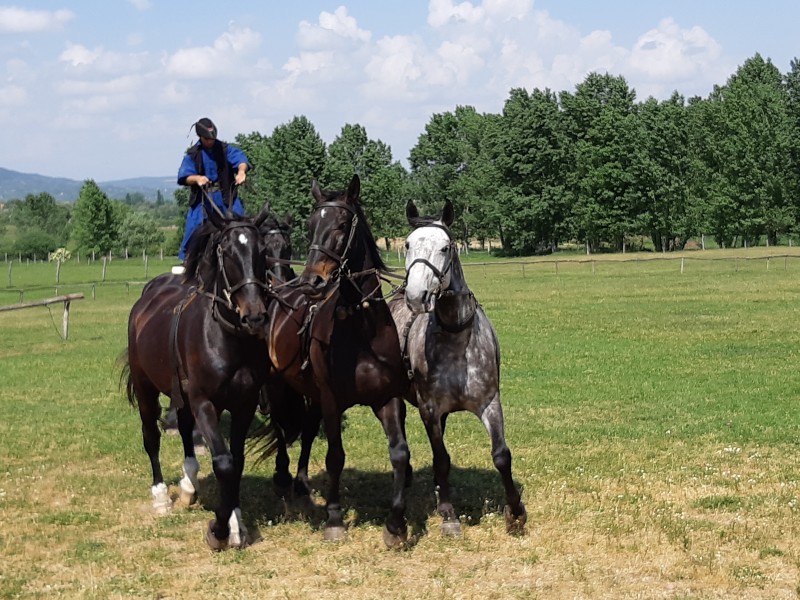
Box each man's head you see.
[194,117,217,143]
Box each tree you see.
[72,179,118,254]
[409,106,497,246]
[493,89,571,254]
[118,212,166,253]
[322,124,407,250]
[236,117,325,251]
[561,73,642,250]
[637,92,698,252]
[11,192,70,241]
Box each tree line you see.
[0,54,800,255]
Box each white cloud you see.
[297,6,372,50]
[629,19,721,81]
[0,6,75,33]
[165,27,261,79]
[128,0,153,10]
[58,43,103,67]
[0,84,28,108]
[428,0,485,27]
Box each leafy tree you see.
[494,89,571,254]
[11,192,70,245]
[118,212,166,253]
[236,117,326,251]
[561,73,642,250]
[638,92,698,252]
[322,125,407,250]
[72,179,118,254]
[11,229,58,260]
[409,106,497,241]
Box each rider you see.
[178,117,251,268]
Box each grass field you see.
[0,248,800,600]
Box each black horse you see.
[260,176,410,546]
[123,207,276,550]
[390,201,527,535]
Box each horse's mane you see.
[322,191,389,273]
[184,221,218,276]
[184,216,255,285]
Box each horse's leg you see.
[177,406,200,506]
[272,428,292,499]
[132,378,172,515]
[194,400,239,550]
[373,398,411,548]
[294,403,322,500]
[222,402,257,548]
[419,402,461,536]
[480,393,528,533]
[323,404,347,542]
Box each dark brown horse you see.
[125,208,276,550]
[268,176,410,546]
[390,201,527,535]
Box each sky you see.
[0,0,800,182]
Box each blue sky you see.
[0,0,800,181]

**Required work**
Format every line of the records above as a numbered list, skipping blank lines and omitting the pictures.

**Exercise response**
1. Box each man's head you see.
2. [194,117,217,143]
3. Box each tree you see.
4. [72,179,118,254]
5. [409,106,497,246]
6. [493,89,571,254]
7. [118,212,166,253]
8. [322,124,407,250]
9. [236,117,325,251]
10. [561,73,642,250]
11. [637,92,698,252]
12. [11,192,70,241]
13. Box each tree line you see.
14. [0,54,800,255]
15. Box each white cloud you see.
16. [297,6,372,50]
17. [629,19,721,81]
18. [0,6,75,33]
19. [165,27,261,79]
20. [128,0,153,10]
21. [58,43,103,67]
22. [0,84,28,108]
23. [428,0,485,27]
24. Box each leafy tree you see.
25. [494,89,571,254]
26. [11,192,70,245]
27. [118,212,166,253]
28. [236,117,326,251]
29. [561,73,642,250]
30. [638,92,698,252]
31. [322,125,407,250]
32. [72,179,118,254]
33. [11,229,58,260]
34. [409,106,497,241]
35. Box each rider you see.
36. [178,117,251,268]
37. Box each grass field you see.
38. [0,248,800,600]
39. Box each black horse you see.
40. [260,176,410,546]
41. [123,207,276,550]
42. [390,201,527,535]
43. Box each horse's mane you see.
44. [322,191,389,273]
45. [184,221,218,276]
46. [184,216,255,285]
47. Box each horse's leg you see.
48. [177,406,200,506]
49. [272,428,292,499]
50. [132,378,172,515]
51. [194,400,239,550]
52. [373,398,411,548]
53. [294,403,322,500]
54. [222,402,257,548]
55. [419,402,461,536]
56. [480,393,528,533]
57. [323,404,347,542]
58. Box each dark brown horse you see.
59. [125,208,276,550]
60. [268,176,410,546]
61. [390,201,527,535]
62. Box each sky you see.
63. [0,0,800,182]
64. Box each blue sky you see.
65. [0,0,800,181]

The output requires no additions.